- **Document text**:
_ _ _
Recently, I had the fortune of working on a complex deep water well that required many casing liners (including expandable liners) to deliver the well objectives. With such tight clearances, finding suitable casing connections was a challenge and many hours were spent searching and downloading connection specification data sheets and updating WellCat model casing and Connection Utilization Envelope (CUE) data.

There must be a better way

Frustrated, I turned to Python, my go to problem solving companion. With the help of a couple of colleagues who already had the casing and connection data in a convenient format, I was able to generate all of the casing permutations that were feasible with the client’s approved list of casing connections. Investing a couple of hours writing some code saved me many hours of laborious work checking dimensions, calculating clearances and manually inputting data into well design software.

In this post, I’ll step through a similar work flow and demonstrate how truly amazing Wells and Drilling Engineers in the Oil and Gas industry are for being able to manage such large option spaces in their heads.

Acquiring some data

The data I used previously was proprietary, so the first step is getting some suitable new data that I can use for this exercise.

casing connections manufacturers, please allow us to download your data in a more useable format. You’ll thank us for it.

Most connections manufacturers have the facility for downloading connection data from their websites, but this is a laborious process. I started writing some code to automate this, but automating selections from drop down menus is error prone and slow. I gave up.

Instead, I wrote some code to scrape data from the the Tenaris Premium Connections Catalogue using the camelot-py library. Unfortunately, the data tables in the catalogue can’t be read without a degree of fettling and rather than spend hours learning camelot’s attributes, I manually cleaned up the data.

Let’s start with importing the data. For this workflow we’ll first need some libraries imported and while we’re at it let’s set the URL to the online Tenaris catalogue and download it.

import camelot
import wget
import numpy as np

# the URL for the Tenaris catalogue so I can claim I'm not copying anything
url = 'https://www.tenaris.com/media/isfmuyog/tenarishydril-premium-connections-catalog.pdf'
file = wget.download(url)
_ _ _
- **Data section**:
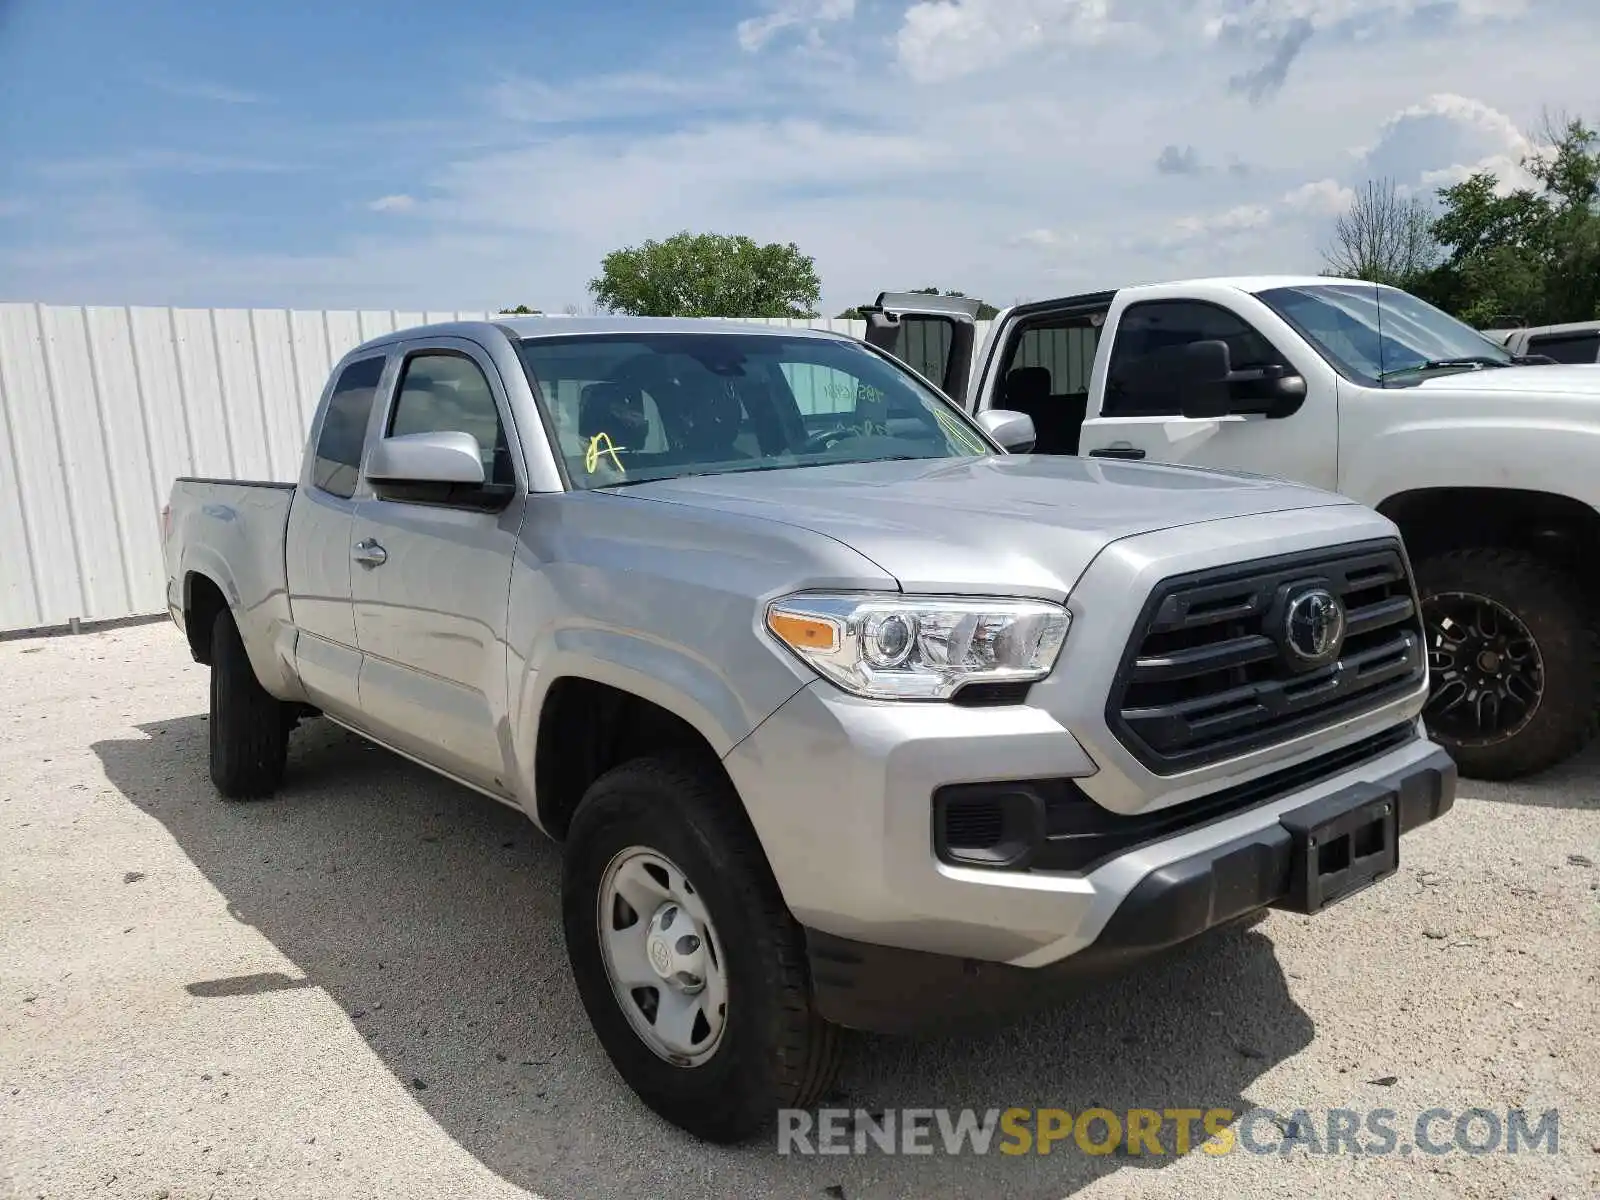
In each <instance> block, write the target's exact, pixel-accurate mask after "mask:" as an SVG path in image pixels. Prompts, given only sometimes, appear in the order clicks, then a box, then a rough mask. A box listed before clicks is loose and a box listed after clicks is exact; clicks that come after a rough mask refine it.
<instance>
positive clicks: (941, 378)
_ _ _
Extend the post on generating casing permutations with Python, picking up right after its final line of code. The listing plays no part in what comes next.

- **Task output**:
Importing some data

We now have the catalogue downloaded and accessible through the file variable. Next we’ll write a function for extracting tables from specific pages in a pdf document. This is written as a function as we may wish to call it several times for different connections, especially if the tables are not consistent throughout the document.

def import_tables(file, pages):
    """
    Function for extracting table data from a pdf file.

    Parameters
    ----------
    file: string
        The variable name or the path and filename of the pdf.
    pages: string
        The pages in the pdf where the tables are located, e.g. '1, 2, 3' or
        '1-3'.
    
    Returns
    -------
    tables: TableList object
    
    """
    tables = camelot.read_pdf(
        file, pages=pages,
        flavor='stream',
    )
    return tables

Processing the data

It’s time to process the data in the tables. To do this, we’ll write a function that reads each line from the table, cleans it up into a common length array and appends the array to a list. Because this is the oilfield, we have to deal with fractions and need to write a function for interpreting a fraction and converting it to a float.

First let’s write that function for handling fractions, since this is a helper function to our data extraction function.

def convert_to_float(frac_str):
    """
    It wouldn't be the oilfield without a healthy mix of units and fractions.
    This function attempts to deal with fractions care of someone on stack
    overflow (thank you).

    Parameters
    ----------
    frac_str: string

    Returns
    -------
    result: float

    Exceptions
    ----------
    ValueError: if the string is not a number or a fraction
    """
    try:
        return float(frac_str)
    except ValueError:
        num, denom = frac_str.split('/')
        try:
            leading, num = num.split(' ')
            whole = float(leading)
        except ValueError:
            whole = 0
        frac = float(num) / float(denom)
        result = whole - frac if whole < 0 else whole + frac

        return result

And now the data extraction function.

def extract_data(table, start_row=1, end_row=None):
    """
    This is where the real fun starts. I'm not proud of this processing
    workflow, but it works and cost me less time than arseing about with
    camelot's settings, especially since there's subtle differences between
    the tables in Tenaris' catalogue.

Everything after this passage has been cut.